- **Task statement**
Rewrite every item below, replacing "Circle" with "Outline" and leaving everything else unchanged.

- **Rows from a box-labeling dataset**
++++++++

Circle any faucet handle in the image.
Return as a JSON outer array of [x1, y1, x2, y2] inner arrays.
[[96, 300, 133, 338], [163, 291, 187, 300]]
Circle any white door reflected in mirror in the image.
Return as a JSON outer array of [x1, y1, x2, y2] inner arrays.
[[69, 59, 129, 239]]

++++++++

- **Completed exercise**
Outline any faucet handle in the image.
Return as a JSON outer array of [x1, y1, x2, y2] inner arrays.
[[96, 300, 133, 338], [163, 291, 187, 300]]
Outline any white door reflected in mirror in the image.
Return as a JSON outer array of [x1, y1, x2, y2] inner arrays.
[[69, 59, 129, 239]]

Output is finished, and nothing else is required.